** BEGIN INFORMATION SHOWN **

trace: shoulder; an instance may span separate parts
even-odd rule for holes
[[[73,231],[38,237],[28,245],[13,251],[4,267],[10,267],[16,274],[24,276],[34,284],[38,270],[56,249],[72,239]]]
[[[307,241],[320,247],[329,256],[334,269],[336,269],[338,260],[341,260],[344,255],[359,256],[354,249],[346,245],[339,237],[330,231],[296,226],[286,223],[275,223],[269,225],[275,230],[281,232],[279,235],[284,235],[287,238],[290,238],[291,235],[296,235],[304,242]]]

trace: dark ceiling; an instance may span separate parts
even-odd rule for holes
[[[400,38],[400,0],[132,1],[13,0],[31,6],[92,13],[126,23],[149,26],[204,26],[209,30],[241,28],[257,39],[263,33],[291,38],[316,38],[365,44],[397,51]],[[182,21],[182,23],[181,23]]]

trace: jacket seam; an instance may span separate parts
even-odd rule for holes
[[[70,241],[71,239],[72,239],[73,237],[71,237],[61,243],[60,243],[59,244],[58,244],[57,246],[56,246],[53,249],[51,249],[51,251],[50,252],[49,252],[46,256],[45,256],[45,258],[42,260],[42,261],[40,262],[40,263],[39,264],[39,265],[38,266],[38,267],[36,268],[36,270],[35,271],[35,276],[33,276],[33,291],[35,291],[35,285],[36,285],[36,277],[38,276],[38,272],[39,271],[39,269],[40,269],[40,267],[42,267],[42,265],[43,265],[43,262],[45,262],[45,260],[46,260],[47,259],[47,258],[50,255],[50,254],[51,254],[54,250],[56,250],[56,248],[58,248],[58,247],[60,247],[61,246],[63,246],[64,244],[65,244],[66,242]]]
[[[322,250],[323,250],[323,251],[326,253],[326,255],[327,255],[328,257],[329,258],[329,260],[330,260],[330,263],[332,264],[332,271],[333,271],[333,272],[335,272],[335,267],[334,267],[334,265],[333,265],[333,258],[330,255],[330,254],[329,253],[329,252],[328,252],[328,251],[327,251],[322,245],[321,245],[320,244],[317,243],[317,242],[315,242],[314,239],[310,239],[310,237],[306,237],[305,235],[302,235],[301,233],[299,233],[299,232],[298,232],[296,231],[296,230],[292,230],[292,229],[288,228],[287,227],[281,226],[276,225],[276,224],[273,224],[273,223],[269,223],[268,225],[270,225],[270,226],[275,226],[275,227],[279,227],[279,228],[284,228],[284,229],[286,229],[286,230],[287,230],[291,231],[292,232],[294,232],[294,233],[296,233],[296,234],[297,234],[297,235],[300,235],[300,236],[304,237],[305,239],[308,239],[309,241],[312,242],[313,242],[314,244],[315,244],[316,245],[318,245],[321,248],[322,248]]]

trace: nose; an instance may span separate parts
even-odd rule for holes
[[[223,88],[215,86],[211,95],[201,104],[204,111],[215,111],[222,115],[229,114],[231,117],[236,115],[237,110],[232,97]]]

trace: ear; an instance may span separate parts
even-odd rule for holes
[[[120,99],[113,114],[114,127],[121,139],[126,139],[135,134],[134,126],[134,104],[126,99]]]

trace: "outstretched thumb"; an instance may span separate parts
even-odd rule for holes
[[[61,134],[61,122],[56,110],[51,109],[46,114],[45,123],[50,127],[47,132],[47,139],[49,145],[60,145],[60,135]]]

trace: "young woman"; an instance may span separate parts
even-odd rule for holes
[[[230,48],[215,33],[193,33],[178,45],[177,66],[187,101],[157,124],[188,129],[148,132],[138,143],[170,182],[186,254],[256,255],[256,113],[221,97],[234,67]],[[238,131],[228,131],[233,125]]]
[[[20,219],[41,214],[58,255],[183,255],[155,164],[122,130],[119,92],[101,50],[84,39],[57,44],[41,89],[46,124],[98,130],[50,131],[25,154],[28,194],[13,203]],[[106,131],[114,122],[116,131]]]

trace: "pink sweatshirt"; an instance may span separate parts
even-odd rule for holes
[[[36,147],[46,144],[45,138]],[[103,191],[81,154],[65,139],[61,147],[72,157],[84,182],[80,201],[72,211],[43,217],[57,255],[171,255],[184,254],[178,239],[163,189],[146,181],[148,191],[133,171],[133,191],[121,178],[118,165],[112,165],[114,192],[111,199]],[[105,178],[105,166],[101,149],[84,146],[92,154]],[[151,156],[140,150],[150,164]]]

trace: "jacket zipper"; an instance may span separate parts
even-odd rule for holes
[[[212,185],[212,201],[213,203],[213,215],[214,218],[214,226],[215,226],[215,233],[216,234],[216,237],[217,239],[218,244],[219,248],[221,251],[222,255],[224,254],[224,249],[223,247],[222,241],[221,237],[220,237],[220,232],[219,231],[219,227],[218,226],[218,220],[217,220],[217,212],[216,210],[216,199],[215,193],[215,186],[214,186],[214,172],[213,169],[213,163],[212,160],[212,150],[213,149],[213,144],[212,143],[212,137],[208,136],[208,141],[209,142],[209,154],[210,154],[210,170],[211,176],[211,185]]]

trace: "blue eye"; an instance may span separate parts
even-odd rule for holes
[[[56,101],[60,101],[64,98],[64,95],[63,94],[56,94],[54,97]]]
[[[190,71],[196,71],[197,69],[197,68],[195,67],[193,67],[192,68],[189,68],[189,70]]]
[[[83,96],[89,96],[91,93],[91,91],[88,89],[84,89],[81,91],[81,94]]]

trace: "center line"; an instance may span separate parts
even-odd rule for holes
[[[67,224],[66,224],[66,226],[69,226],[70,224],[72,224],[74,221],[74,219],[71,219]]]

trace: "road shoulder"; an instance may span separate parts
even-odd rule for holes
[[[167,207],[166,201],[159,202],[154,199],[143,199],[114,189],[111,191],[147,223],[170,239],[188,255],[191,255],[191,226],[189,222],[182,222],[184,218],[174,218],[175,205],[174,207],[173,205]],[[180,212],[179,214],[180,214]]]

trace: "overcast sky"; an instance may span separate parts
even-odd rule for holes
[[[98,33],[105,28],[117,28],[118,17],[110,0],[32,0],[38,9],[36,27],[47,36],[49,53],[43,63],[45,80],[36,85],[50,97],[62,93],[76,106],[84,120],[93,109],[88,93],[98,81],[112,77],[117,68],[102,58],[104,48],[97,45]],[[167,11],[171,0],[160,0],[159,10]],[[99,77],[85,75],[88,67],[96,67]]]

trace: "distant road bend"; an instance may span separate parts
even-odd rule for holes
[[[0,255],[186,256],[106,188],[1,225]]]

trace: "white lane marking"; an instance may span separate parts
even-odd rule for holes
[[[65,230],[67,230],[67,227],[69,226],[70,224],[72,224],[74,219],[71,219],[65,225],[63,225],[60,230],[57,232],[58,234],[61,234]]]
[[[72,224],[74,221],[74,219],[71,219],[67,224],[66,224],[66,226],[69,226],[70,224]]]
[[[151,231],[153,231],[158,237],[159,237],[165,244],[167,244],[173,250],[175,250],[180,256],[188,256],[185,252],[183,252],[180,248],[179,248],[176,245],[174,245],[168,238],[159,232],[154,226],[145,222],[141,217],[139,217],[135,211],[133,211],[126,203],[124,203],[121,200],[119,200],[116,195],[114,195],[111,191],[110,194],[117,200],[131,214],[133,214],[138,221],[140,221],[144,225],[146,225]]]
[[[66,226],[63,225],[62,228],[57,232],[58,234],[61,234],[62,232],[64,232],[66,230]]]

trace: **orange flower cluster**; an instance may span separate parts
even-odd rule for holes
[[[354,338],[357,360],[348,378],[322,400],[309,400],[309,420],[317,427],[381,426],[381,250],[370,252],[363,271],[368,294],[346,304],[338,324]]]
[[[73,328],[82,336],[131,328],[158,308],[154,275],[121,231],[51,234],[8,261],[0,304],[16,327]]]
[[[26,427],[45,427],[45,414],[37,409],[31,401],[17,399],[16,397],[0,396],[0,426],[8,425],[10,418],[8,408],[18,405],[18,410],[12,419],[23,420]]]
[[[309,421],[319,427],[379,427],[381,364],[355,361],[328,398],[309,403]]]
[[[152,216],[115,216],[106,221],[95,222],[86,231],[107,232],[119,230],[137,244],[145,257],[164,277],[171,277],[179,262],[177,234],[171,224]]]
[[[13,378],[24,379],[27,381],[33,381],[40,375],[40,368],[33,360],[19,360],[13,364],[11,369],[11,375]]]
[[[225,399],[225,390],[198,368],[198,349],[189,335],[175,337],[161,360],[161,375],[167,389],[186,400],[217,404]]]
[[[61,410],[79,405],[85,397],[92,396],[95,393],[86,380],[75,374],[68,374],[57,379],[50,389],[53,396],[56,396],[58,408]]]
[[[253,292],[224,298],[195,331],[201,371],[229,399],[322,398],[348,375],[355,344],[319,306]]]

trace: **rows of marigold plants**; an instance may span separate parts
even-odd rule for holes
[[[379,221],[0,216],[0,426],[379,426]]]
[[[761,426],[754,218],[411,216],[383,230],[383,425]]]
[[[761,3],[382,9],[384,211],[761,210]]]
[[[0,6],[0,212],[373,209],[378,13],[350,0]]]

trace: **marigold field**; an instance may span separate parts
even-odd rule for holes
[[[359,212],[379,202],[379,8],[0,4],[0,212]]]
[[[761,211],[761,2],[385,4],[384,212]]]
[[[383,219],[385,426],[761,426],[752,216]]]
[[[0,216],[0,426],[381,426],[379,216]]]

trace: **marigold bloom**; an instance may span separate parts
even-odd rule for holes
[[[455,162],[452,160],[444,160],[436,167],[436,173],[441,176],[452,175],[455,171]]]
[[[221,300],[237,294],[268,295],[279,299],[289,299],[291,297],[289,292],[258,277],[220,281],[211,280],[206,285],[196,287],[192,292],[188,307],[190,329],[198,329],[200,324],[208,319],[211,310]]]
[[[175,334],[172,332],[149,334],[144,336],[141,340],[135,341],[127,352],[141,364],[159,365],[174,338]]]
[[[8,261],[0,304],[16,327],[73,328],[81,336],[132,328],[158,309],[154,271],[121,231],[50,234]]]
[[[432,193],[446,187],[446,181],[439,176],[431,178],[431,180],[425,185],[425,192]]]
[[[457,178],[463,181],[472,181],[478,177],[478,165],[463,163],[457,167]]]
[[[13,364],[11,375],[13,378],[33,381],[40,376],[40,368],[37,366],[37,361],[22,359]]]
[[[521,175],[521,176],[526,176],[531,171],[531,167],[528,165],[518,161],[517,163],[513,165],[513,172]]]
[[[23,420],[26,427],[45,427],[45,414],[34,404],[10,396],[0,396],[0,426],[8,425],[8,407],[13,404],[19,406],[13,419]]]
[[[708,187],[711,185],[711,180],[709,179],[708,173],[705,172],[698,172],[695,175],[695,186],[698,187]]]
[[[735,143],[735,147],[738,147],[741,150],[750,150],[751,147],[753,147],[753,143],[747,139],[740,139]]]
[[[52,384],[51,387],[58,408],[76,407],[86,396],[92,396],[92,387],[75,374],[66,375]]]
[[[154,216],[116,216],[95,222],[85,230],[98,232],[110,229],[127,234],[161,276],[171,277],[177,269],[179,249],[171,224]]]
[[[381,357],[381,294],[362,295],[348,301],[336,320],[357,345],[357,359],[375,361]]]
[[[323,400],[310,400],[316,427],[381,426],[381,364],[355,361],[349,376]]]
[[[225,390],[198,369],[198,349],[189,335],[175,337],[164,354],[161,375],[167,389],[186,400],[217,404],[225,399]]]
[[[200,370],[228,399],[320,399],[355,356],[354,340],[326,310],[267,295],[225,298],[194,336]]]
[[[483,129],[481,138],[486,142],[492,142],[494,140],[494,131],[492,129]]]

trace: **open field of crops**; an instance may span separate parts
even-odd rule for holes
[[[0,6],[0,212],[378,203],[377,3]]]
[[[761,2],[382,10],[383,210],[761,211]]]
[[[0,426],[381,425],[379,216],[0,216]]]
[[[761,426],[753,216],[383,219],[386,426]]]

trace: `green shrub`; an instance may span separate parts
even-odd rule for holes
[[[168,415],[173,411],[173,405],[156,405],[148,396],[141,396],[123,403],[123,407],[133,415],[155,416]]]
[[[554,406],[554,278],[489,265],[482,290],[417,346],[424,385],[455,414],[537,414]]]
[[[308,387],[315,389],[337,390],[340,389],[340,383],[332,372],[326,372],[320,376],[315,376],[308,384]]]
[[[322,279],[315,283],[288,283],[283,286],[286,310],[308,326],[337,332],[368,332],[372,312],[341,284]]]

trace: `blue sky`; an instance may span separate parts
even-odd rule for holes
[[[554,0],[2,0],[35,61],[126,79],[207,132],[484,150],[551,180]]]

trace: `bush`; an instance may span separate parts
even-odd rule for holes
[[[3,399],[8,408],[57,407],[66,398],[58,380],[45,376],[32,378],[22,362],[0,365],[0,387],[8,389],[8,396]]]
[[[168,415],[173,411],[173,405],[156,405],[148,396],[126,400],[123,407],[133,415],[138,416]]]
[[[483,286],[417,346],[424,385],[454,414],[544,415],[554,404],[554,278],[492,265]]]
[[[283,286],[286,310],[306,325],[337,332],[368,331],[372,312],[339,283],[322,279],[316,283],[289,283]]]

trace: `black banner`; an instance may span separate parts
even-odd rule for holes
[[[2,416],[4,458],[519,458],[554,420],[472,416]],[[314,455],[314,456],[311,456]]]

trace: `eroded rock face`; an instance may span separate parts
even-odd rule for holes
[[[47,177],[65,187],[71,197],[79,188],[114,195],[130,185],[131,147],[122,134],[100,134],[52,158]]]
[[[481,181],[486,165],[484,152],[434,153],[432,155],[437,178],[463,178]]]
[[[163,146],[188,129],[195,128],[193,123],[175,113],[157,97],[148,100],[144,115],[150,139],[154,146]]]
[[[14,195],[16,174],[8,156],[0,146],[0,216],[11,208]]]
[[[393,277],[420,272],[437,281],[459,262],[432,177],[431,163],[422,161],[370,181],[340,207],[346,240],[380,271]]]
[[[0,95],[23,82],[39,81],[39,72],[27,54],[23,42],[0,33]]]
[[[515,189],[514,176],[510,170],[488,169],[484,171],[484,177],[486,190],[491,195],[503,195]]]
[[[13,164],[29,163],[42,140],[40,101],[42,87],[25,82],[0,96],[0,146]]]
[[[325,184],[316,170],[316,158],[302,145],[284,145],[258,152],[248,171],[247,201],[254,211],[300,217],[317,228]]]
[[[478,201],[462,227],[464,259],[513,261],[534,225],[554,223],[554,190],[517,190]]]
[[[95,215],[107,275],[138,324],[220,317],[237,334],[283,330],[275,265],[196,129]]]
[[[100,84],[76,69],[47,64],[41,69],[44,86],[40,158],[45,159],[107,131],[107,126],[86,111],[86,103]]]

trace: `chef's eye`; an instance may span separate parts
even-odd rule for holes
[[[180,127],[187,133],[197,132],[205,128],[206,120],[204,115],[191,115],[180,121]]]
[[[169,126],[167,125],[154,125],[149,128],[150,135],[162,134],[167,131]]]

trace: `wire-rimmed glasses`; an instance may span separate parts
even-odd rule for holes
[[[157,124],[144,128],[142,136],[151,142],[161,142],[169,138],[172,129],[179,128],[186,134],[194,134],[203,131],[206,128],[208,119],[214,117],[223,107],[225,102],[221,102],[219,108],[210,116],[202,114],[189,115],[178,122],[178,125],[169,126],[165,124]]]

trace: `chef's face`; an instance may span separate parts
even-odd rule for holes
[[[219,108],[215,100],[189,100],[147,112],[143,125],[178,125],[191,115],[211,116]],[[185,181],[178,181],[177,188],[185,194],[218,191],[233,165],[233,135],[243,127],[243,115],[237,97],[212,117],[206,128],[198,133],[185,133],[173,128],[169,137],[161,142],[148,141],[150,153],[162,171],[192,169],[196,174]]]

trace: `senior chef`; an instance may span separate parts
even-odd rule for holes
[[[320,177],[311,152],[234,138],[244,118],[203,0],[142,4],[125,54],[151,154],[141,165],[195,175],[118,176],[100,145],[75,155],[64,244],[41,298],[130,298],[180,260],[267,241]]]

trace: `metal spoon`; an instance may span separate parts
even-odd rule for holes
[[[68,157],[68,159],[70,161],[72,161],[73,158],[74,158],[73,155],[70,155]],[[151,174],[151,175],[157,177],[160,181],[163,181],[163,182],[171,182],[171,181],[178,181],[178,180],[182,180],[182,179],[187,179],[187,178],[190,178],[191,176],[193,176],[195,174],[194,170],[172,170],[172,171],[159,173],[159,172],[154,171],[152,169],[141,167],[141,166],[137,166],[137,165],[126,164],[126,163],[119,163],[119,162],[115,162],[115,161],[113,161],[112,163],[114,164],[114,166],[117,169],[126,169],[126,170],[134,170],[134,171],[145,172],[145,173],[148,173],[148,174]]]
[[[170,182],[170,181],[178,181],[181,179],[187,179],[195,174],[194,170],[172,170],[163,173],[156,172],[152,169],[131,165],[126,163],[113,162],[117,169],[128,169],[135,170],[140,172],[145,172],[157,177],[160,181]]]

** END INFORMATION SHOWN **

• STATED EXERCISE
From the records above, pick out every line containing the word "shoulder" and copy those lines. The match is case-sensitive.

• RESULT OF THE TASK
trace: shoulder; an instance may span separate parts
trace: "road shoulder"; an instance may span separate parts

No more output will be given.